Given instruction: Retype all of the material below without changing a single character.

====== Supplied material

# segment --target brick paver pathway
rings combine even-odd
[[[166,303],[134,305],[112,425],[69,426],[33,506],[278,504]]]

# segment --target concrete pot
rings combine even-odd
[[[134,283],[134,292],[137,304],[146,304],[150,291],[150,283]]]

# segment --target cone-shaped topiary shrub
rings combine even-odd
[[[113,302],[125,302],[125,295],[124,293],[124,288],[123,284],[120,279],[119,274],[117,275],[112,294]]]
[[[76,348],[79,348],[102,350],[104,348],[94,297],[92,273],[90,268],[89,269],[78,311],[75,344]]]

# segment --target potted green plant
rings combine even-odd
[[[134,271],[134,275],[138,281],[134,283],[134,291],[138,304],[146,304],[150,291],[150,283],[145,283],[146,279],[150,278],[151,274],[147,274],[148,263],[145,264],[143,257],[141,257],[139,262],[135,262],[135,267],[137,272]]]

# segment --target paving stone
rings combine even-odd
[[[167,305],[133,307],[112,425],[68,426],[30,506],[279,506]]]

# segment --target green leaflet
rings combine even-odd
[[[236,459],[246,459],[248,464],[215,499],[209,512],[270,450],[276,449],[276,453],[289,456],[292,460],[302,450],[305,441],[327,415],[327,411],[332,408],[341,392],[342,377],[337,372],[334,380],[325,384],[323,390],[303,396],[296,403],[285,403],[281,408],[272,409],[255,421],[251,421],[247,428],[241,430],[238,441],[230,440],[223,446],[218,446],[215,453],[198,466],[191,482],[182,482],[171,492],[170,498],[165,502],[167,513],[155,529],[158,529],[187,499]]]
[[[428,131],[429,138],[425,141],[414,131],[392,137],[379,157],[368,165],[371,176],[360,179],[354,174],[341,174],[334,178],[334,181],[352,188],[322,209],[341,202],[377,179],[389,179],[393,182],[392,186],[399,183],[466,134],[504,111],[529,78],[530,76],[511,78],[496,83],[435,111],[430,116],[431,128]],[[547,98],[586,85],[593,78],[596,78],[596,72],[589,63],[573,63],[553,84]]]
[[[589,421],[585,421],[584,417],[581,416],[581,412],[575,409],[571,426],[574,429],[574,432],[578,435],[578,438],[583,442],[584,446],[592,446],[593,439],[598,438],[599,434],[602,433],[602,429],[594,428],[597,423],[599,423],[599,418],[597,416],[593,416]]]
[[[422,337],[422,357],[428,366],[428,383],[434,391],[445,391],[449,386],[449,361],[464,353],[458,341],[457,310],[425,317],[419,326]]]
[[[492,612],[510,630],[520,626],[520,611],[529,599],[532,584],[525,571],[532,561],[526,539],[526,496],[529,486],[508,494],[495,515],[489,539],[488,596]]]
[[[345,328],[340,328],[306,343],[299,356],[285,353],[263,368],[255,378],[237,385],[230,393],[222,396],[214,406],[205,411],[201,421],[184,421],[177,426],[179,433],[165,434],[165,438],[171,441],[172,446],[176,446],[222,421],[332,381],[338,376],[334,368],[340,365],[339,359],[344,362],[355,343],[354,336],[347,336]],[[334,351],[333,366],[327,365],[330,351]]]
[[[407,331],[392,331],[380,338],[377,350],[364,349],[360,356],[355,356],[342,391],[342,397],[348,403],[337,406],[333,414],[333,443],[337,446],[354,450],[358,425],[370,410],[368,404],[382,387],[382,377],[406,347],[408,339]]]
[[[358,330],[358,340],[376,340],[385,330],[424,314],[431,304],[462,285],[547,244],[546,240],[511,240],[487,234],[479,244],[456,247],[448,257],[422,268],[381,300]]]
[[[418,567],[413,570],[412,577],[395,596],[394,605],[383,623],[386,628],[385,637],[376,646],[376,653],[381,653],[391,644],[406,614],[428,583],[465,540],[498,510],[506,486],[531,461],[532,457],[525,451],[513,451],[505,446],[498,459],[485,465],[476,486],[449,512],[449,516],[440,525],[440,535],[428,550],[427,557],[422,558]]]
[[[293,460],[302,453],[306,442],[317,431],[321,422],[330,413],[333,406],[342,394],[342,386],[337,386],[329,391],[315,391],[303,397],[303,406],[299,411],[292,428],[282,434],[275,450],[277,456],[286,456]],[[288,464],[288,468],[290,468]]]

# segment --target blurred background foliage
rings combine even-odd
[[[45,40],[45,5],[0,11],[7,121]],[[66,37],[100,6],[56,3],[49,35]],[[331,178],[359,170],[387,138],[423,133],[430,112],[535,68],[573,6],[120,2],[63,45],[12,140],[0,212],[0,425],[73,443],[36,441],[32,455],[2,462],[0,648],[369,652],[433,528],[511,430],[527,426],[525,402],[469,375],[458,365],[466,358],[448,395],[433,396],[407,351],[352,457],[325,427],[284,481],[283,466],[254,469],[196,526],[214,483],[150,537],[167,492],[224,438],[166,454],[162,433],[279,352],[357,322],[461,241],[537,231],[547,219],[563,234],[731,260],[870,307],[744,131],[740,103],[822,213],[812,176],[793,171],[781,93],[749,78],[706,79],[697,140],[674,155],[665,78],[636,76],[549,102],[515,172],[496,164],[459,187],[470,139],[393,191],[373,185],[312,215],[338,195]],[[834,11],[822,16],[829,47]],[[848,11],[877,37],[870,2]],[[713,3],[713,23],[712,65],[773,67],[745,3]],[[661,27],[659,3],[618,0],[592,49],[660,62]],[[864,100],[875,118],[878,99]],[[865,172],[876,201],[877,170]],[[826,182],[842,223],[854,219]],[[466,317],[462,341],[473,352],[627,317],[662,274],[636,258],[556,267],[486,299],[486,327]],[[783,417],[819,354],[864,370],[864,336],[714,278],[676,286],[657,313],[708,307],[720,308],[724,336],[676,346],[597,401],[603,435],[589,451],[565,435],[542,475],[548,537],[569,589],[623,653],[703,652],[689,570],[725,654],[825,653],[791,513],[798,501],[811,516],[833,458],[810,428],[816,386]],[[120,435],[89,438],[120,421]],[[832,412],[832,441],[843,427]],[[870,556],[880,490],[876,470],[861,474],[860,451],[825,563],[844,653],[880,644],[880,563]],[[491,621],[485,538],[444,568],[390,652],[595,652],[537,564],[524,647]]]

============

Exercise answer:
# segment --target brick paver pathway
rings combine even-odd
[[[166,303],[134,305],[112,425],[69,426],[33,506],[278,504]]]

# segment --target concrete pot
rings combine even-odd
[[[134,283],[134,292],[137,304],[146,304],[150,291],[150,283]]]

# segment --target cone-shaped topiary shrub
rings combine even-odd
[[[113,302],[125,302],[125,295],[124,293],[124,288],[123,284],[120,279],[119,274],[117,275],[112,294]]]
[[[76,348],[79,348],[102,350],[104,348],[94,297],[92,273],[90,268],[89,269],[78,311],[75,344]]]

# segment --target potted green plant
rings combine even-odd
[[[134,271],[134,275],[138,281],[134,283],[134,291],[138,304],[146,304],[150,291],[150,283],[145,283],[146,279],[150,278],[151,274],[147,274],[148,263],[145,264],[143,257],[141,257],[139,262],[135,262],[135,267],[137,272]]]

# segment --target paving stone
rings combine even-odd
[[[167,305],[133,307],[112,425],[68,426],[30,506],[279,506]]]

# segment --target green leaflet
rings combine even-odd
[[[236,459],[246,459],[248,464],[215,499],[209,512],[270,450],[276,449],[276,453],[289,456],[292,460],[302,450],[305,441],[327,415],[327,411],[332,408],[341,392],[342,377],[337,372],[334,380],[325,384],[323,390],[303,396],[296,403],[285,403],[281,408],[272,409],[255,421],[251,421],[247,428],[241,430],[238,441],[230,440],[223,446],[218,446],[215,453],[198,466],[191,482],[182,482],[171,492],[170,498],[165,502],[167,513],[155,529],[158,529],[187,499]]]
[[[428,131],[429,138],[425,141],[414,131],[392,137],[379,157],[368,165],[371,176],[360,179],[354,174],[341,174],[334,178],[334,181],[352,188],[322,209],[341,202],[377,179],[389,179],[393,182],[392,186],[399,183],[466,134],[504,111],[529,78],[530,76],[511,78],[496,83],[435,111],[430,116],[431,128]],[[547,98],[586,85],[593,78],[596,78],[596,72],[589,63],[573,63],[553,84]]]
[[[589,421],[585,421],[584,417],[581,416],[581,412],[575,409],[571,426],[574,429],[574,432],[578,435],[578,438],[583,442],[584,446],[592,446],[593,439],[598,438],[599,434],[602,433],[602,429],[594,428],[597,423],[599,423],[599,418],[597,416],[593,416]]]
[[[422,337],[422,357],[428,366],[428,383],[434,391],[445,391],[449,386],[449,361],[464,353],[458,341],[457,310],[425,317],[419,326]]]
[[[492,612],[510,630],[520,626],[520,611],[529,599],[532,584],[525,571],[532,561],[526,539],[526,496],[529,486],[508,494],[495,515],[489,539],[488,596]]]
[[[345,328],[340,328],[306,343],[299,356],[285,353],[263,368],[255,378],[237,385],[230,393],[222,396],[214,406],[205,411],[201,421],[184,421],[177,426],[179,433],[165,434],[165,438],[171,441],[172,446],[176,446],[222,421],[332,381],[338,376],[334,368],[340,365],[339,359],[344,362],[355,343],[354,336],[347,336]],[[334,351],[333,366],[327,365],[330,351]]]
[[[407,331],[392,331],[380,338],[377,350],[364,349],[360,356],[355,356],[342,391],[342,397],[348,403],[337,406],[333,414],[333,443],[337,446],[354,450],[358,425],[370,410],[368,404],[382,387],[382,377],[406,347],[408,339]]]
[[[358,330],[358,340],[376,340],[385,330],[424,314],[431,304],[462,285],[547,244],[546,240],[511,240],[487,234],[479,244],[456,247],[448,257],[422,268],[381,300]]]
[[[418,567],[413,570],[412,577],[395,596],[394,605],[383,623],[386,628],[385,637],[376,646],[376,653],[381,653],[391,644],[406,614],[428,583],[465,540],[498,510],[506,486],[531,461],[532,457],[525,451],[513,451],[505,446],[498,459],[485,465],[476,486],[449,512],[449,516],[440,525],[440,535],[428,550],[427,557],[422,558]]]
[[[293,460],[302,453],[306,442],[317,431],[321,422],[330,413],[333,406],[342,394],[342,386],[337,386],[329,391],[315,391],[303,397],[303,406],[299,411],[292,428],[282,434],[275,450],[277,456],[286,456]],[[288,464],[288,468],[290,468]]]

# segment --target blurred background foliage
rings combine even-odd
[[[45,40],[45,5],[0,11],[7,121]],[[66,37],[100,6],[56,3],[49,35]],[[331,178],[359,170],[387,138],[423,133],[430,112],[535,68],[573,6],[120,2],[63,45],[12,140],[0,212],[0,425],[73,443],[36,441],[32,455],[2,462],[0,648],[369,652],[433,528],[511,430],[527,426],[525,402],[469,375],[458,365],[466,358],[448,395],[433,396],[407,351],[352,457],[325,427],[284,481],[283,466],[254,469],[196,526],[214,483],[150,537],[167,492],[224,438],[166,454],[162,433],[279,352],[357,322],[461,241],[537,231],[547,219],[563,234],[731,260],[870,307],[744,131],[740,103],[822,213],[812,176],[793,171],[781,93],[749,78],[706,79],[697,140],[674,155],[665,78],[636,76],[549,102],[515,172],[496,164],[459,187],[470,139],[393,191],[373,185],[312,215],[338,195]],[[834,11],[822,16],[829,47]],[[848,11],[877,37],[870,2]],[[713,3],[713,23],[712,65],[773,67],[745,3]],[[661,27],[659,3],[618,0],[592,49],[660,62]],[[864,100],[875,118],[878,99]],[[865,172],[876,201],[877,170]],[[826,182],[842,223],[854,219]],[[466,317],[462,341],[473,352],[627,317],[662,274],[636,258],[556,267],[486,299],[486,327]],[[783,417],[819,354],[864,370],[864,336],[714,278],[676,286],[657,313],[708,307],[720,308],[724,336],[676,346],[597,401],[603,435],[589,451],[565,435],[542,475],[548,537],[569,589],[623,653],[703,652],[689,570],[725,654],[825,653],[791,513],[798,501],[811,516],[833,458],[810,428],[816,386]],[[120,435],[89,438],[120,421]],[[832,412],[832,441],[843,427]],[[870,556],[880,490],[876,470],[861,474],[860,451],[825,563],[844,653],[880,644],[880,563]],[[491,621],[485,538],[444,568],[390,652],[595,652],[537,564],[524,647]]]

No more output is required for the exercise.